• What you have to do: Can you rewrite the records below, swapping every "drop one marker" for "place a single marker" and leaving everything else unchanged?

(Location identification items)
— BEGIN —
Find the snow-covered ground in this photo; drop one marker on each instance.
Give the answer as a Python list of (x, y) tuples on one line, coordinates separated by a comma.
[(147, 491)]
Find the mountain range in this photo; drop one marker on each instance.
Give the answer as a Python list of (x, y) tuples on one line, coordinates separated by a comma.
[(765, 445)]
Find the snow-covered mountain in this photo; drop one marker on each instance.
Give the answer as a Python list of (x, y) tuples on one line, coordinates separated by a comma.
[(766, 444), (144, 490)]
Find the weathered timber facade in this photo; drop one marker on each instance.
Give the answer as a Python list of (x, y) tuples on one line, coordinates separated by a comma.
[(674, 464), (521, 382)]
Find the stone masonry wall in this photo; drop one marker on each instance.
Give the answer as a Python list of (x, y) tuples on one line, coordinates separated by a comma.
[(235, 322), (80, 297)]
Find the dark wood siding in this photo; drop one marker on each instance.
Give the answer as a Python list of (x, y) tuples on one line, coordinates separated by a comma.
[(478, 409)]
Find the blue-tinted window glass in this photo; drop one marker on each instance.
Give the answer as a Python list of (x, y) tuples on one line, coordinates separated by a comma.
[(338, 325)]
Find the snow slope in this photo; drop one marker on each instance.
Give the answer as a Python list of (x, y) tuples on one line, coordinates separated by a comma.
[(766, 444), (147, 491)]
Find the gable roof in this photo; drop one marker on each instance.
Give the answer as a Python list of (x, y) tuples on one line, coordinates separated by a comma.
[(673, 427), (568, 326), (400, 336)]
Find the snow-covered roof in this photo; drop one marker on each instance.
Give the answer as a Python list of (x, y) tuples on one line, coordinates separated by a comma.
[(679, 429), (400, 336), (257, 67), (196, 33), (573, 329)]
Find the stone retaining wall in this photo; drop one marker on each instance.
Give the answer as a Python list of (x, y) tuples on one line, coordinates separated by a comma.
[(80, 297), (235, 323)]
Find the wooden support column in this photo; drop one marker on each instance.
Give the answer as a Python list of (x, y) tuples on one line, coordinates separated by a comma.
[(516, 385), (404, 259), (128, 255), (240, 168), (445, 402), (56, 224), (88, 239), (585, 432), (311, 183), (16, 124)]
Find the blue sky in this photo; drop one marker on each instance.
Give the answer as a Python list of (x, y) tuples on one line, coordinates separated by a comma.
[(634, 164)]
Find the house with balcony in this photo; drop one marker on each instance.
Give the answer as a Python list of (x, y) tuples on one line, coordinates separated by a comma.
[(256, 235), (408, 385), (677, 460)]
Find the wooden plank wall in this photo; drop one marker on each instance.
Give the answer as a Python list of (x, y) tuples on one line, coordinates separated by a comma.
— END —
• Result for this exercise:
Find the snow-covered ground in this photo; place a single marker on each instance.
Give the answer as a Python list of (x, y) tuples on one line, coordinates separated by a comma.
[(147, 491)]
Find the mountain range in this photo; place a single marker on each instance.
Give the answer as a Python list of (x, y) tuples on one line, coordinates separated by a comma.
[(765, 445)]
Find the snow-covered mountain in this photo; place a single marker on each instance.
Give the answer as a Python list of (x, y) tuples on one line, coordinates separated by a comma.
[(766, 444), (144, 490)]
Find the weathered timber facade in this photo; place a single marker on each instance.
Give the answer as a Python list of (x, y) tuples on one line, coordinates separated by a comma.
[(674, 464), (521, 382)]
Find the stone masonry wall in this photo; place a single marker on each instance.
Give the answer as a Python list of (x, y) tuples on one line, coordinates separated by a comma.
[(235, 322), (80, 297)]
Find the dark wood siding in this photo; place a single marker on each instance.
Give the answer as a Python list of (x, y) tuples on one line, coordinates separated by a comma.
[(478, 409)]
Find the blue-tinted window glass in this photo; place a single marker on each instance.
Give the answer as a Python list of (x, y) tuples on one line, coordinates separated by a comma.
[(338, 325)]
Find the snow slope in this photo; place a single marker on each instance.
Give the answer as a Python list of (x, y) tuples on one line, coordinates separated by a comma.
[(766, 444), (147, 491)]
Find the gable roof in this photo; place a single marker on each instance.
Give the answer as a Python list of (x, y) tuples on one line, coordinates separated by a comma.
[(673, 427), (568, 326), (400, 336)]
Find the snow-covered roof in this photo; place a single marker on each instance.
Give the answer as a Python list of (x, y) tuples on one line, coordinates separated by a comma.
[(679, 429), (400, 336), (257, 67), (196, 33), (573, 329)]
Find the stone retaining wall in this photo; place a single marker on each instance.
Give the answer as a Python list of (x, y) tuples on one line, coordinates separated by a comma.
[(80, 297), (235, 323)]
Find the wooden support column in this photo; place a single marker on each instance.
Give the answer as a Python list of (x, y) tuples on one line, coordinates separated by a comma.
[(516, 385), (404, 259), (128, 255), (240, 168), (445, 402), (56, 224), (88, 239), (585, 432), (311, 183), (16, 124)]
Find the blue sky in this photo; place a single marker on each instance.
Give the answer as a Python list of (x, y) tuples on one line, coordinates separated by a comma.
[(634, 164)]
Find the house with balcony in this photo; place a single marker on each instance.
Give the answer as a Python list of (x, y) tuples on one line, coordinates separated by a comma.
[(256, 235), (408, 385), (677, 460)]
Find the wooden plank wall in this photo; place a single marker on each instance.
Give the answer as a Python list of (x, y) tuples on one line, coordinates separated by a comma.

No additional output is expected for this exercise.